-------- Extracted entries

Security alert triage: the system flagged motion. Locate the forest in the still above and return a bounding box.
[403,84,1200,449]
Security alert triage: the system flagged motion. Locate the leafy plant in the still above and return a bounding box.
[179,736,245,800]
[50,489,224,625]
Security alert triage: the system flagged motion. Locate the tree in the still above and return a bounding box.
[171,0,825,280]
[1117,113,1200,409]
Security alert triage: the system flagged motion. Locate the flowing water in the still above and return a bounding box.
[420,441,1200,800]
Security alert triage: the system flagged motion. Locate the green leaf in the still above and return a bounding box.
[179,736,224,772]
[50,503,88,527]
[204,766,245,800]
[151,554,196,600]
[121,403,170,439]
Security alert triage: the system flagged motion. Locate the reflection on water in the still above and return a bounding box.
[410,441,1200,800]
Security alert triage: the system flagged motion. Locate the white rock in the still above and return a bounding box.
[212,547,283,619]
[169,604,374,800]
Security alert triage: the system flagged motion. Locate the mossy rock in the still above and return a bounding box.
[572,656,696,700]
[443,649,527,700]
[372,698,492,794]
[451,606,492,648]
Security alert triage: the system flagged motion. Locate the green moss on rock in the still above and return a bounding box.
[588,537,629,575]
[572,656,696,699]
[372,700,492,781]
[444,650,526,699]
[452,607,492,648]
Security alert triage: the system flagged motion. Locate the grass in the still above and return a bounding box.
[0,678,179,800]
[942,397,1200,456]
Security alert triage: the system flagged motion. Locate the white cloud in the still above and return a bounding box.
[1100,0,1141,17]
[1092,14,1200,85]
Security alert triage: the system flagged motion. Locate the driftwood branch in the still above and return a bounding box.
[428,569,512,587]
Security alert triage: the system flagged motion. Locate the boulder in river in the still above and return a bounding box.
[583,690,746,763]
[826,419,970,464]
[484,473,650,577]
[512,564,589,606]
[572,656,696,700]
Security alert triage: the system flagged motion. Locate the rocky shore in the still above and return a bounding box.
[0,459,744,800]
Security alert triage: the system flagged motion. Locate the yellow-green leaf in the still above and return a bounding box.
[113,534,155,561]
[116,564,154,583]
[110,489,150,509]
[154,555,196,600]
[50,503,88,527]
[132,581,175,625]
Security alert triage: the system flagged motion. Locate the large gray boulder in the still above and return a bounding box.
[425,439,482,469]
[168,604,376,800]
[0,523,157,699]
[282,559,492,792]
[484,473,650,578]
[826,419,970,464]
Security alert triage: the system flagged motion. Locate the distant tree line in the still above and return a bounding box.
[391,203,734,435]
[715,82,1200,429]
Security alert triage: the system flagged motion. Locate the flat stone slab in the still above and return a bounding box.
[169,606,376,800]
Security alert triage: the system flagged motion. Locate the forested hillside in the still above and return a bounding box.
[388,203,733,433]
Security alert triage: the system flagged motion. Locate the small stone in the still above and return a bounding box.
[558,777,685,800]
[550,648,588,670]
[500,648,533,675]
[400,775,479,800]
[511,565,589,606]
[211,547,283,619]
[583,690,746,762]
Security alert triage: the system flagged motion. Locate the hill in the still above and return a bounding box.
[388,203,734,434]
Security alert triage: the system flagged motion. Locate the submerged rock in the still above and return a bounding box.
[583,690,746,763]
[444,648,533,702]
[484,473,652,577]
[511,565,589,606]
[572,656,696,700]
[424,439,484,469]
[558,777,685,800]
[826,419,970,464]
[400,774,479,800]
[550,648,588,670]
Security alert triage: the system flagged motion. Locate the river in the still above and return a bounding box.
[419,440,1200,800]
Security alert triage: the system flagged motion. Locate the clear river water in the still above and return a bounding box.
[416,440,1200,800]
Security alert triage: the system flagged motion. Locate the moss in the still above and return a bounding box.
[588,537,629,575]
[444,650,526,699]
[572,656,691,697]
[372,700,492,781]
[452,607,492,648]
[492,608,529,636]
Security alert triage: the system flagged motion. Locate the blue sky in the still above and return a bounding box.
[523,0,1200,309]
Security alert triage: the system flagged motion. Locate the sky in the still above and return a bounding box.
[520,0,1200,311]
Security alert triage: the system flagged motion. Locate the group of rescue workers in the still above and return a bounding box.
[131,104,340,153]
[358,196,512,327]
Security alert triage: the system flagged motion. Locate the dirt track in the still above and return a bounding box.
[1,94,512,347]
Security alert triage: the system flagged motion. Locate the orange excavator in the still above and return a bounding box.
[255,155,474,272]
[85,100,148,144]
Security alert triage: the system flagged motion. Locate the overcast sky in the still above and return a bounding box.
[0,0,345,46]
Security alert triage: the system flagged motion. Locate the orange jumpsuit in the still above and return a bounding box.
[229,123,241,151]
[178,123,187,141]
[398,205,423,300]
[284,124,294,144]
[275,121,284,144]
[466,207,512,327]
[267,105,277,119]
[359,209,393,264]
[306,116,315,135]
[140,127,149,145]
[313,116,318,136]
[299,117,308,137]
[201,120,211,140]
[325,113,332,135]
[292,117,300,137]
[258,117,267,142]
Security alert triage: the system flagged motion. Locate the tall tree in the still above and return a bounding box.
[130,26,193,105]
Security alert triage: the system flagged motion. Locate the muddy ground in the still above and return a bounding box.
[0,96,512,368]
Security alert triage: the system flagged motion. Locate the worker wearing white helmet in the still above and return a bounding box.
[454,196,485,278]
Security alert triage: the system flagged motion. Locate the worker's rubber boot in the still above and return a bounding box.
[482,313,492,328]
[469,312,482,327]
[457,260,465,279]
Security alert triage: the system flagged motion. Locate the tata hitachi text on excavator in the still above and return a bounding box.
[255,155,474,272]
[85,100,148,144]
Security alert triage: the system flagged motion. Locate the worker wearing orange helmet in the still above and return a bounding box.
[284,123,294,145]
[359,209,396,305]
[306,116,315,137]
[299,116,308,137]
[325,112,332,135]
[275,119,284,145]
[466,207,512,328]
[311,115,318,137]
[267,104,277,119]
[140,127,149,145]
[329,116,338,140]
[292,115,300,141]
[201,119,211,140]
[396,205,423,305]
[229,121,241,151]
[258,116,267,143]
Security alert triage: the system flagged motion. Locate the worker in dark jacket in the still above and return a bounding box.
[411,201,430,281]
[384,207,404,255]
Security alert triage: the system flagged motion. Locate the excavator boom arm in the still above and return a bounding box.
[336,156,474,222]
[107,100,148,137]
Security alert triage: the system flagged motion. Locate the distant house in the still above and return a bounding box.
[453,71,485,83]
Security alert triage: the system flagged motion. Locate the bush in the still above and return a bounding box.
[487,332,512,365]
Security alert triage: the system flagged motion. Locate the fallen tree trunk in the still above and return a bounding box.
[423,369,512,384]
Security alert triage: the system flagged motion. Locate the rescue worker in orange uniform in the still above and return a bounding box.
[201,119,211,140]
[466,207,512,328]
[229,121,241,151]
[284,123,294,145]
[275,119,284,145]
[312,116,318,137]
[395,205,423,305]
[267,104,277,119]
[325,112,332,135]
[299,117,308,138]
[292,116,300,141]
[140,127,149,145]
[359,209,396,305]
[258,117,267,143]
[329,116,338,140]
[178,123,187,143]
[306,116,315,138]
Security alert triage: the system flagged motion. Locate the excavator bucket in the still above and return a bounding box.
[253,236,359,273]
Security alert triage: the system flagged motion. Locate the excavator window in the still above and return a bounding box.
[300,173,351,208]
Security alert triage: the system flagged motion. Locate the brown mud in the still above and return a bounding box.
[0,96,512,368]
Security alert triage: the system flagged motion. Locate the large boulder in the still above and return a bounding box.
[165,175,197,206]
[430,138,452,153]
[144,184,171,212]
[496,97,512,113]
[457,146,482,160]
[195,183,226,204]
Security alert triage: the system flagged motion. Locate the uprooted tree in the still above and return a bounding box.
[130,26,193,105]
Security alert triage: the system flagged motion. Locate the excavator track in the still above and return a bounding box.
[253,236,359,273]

----------------

__Problem statement__
Please count the lines in the rows above that contain the word "river" and report only that number.

__Solution to the problem__
3